*Short exercise:*
Copy the records from the line containing "like [(364, 129)]." through the line containing "[(222, 304), (22, 418)]", requests included, and adjust every coordinate in the answers by adding -104 to it.

[Pointing dataset excerpts]

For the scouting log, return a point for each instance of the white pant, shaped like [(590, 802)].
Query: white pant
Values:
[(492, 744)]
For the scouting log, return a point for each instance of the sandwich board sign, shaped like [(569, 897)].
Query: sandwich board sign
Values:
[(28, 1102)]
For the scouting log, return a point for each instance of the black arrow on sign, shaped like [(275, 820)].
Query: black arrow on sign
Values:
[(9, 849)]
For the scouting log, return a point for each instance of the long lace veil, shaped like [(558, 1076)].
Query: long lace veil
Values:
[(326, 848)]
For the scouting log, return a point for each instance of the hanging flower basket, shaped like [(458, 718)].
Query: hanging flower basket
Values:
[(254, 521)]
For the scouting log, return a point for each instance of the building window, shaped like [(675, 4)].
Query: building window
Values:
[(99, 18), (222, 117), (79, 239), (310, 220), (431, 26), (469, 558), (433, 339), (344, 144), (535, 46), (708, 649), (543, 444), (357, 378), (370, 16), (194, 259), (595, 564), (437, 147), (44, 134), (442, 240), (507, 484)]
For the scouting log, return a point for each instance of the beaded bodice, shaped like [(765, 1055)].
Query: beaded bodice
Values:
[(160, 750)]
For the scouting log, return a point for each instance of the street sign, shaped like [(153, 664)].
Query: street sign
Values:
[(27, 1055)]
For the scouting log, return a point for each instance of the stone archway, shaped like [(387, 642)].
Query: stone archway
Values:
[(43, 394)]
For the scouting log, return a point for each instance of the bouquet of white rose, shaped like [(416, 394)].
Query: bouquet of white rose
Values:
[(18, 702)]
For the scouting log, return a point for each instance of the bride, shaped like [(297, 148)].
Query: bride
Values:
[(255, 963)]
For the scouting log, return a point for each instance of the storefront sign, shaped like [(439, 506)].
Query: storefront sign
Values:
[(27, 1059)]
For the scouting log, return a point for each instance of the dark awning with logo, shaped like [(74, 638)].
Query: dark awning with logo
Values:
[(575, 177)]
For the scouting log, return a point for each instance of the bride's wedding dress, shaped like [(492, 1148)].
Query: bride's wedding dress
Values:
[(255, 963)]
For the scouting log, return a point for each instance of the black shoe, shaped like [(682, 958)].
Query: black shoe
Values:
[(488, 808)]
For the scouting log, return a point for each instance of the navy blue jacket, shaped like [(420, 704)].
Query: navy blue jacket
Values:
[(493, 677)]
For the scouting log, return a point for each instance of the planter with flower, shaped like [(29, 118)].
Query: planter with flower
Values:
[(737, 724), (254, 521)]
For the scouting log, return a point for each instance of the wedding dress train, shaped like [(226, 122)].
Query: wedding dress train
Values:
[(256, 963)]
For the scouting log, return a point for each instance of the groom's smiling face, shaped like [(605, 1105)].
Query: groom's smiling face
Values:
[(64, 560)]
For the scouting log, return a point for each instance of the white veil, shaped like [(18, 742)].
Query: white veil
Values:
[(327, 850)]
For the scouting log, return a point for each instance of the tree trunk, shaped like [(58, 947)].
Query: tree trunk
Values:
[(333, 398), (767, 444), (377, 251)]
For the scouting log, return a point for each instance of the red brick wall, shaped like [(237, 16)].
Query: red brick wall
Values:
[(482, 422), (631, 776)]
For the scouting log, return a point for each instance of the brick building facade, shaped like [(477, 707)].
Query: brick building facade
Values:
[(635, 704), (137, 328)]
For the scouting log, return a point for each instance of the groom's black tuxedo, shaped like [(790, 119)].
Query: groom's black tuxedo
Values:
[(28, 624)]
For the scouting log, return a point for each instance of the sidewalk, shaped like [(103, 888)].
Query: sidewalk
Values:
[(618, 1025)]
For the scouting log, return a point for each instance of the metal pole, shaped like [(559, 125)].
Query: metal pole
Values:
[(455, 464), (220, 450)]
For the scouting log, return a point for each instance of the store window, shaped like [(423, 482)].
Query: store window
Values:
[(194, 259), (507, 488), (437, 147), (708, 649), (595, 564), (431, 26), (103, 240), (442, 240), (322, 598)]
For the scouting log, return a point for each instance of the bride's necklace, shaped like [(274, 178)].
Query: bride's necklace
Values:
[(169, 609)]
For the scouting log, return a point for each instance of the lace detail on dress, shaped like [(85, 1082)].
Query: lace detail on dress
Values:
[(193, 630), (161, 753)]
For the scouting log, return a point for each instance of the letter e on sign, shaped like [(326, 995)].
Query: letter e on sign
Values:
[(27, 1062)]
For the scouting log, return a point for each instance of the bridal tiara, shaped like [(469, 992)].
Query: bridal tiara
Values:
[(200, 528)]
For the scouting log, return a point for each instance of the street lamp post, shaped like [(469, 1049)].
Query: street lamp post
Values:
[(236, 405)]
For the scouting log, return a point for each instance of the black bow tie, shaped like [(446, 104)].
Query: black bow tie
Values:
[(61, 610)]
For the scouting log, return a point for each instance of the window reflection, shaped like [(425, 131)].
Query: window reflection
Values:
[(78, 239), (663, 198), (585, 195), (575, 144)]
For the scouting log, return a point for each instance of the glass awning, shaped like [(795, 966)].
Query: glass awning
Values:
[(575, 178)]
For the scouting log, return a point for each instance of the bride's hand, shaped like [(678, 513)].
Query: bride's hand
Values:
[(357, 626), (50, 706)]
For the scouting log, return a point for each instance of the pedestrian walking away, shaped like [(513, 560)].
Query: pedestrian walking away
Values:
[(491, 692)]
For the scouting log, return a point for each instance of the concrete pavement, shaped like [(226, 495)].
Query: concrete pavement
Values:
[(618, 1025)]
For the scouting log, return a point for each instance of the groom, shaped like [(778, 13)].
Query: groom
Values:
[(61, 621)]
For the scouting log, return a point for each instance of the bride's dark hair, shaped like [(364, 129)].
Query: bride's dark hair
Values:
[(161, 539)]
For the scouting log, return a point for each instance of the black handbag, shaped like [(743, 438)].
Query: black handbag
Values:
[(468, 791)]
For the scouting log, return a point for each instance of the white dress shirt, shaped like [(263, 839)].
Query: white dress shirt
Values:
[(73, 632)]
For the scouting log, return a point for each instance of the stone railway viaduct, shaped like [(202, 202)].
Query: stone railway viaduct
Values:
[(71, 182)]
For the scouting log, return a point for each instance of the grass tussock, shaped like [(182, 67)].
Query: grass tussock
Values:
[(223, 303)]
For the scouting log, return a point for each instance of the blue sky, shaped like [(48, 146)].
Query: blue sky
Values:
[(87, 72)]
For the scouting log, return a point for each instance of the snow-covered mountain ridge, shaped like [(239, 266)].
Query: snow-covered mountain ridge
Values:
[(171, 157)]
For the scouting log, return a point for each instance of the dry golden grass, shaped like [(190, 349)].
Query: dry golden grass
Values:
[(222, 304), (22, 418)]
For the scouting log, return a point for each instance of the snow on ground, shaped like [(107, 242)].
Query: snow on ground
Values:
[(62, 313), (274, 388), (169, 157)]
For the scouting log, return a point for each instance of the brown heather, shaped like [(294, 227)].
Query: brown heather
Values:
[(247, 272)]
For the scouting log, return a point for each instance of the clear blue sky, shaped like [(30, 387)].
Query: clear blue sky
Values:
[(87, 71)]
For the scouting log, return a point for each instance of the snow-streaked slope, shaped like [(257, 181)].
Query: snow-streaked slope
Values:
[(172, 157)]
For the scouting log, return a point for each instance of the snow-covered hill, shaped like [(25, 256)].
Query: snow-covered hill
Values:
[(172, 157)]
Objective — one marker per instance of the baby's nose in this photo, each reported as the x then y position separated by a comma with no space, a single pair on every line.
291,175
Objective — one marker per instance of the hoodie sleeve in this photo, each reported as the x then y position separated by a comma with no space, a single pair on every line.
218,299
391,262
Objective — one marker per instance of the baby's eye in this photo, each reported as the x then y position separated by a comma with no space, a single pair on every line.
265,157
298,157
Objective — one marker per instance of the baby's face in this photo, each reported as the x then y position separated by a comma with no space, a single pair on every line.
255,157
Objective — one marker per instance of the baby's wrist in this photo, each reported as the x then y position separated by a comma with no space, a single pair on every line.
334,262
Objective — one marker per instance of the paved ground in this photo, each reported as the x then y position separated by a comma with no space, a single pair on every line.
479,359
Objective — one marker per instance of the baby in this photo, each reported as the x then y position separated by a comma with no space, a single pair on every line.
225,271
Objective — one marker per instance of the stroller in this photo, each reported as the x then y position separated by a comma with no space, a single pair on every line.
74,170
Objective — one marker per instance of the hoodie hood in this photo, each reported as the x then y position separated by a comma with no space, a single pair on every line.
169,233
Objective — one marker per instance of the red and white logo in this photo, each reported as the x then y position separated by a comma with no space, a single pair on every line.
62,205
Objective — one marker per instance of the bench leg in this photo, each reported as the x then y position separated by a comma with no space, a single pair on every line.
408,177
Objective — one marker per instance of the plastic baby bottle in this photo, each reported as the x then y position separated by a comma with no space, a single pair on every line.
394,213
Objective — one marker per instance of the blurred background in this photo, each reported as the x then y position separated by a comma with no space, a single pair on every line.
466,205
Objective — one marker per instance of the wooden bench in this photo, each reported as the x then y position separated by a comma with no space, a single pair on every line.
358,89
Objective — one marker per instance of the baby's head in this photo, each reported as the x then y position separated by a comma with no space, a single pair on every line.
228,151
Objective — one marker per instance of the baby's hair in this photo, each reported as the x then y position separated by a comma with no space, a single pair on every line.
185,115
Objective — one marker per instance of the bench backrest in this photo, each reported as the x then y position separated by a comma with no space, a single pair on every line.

*Finished exercise:*
For the scouting log, return a point for each instance of the bride's dark hair, shaped like [(364, 129)].
Query: bride's dark hair
Values:
[(57, 435)]
For the scouting log, return a point for each instance of the black handbag, shaped like [(743, 438)].
Query: black handbag
Values:
[(364, 687)]
For the scouting log, return a point for each instance of the white dress shirt, shaped like [(263, 839)].
Query: white dress shirt
Values:
[(-31, 528)]
For the scouting log, return a point for each instance of the stone railway viaduct, shaped like [(202, 202)].
Query: stone railway viaduct
Values:
[(-33, 78)]
For the scouting log, return a point for each instance of the grass tussock, shaped like [(182, 67)].
Query: grass tussock
Values:
[(119, 199)]
For the scouting log, return a point for each instance of the blue sky, shaped like [(48, 146)].
Query: blue sky
Values:
[(-17, -32)]
For the scouting log, return a point for each instance of the snow-covered mountain ridge, shaped like [(239, 266)].
Query: snow-covered mountain ridge
Values:
[(67, 53)]
For the scouting log, return a point for each instance of the dry golden grass, shaped like [(190, 349)].
Query: dry golden grass
Values:
[(118, 200), (-82, 314)]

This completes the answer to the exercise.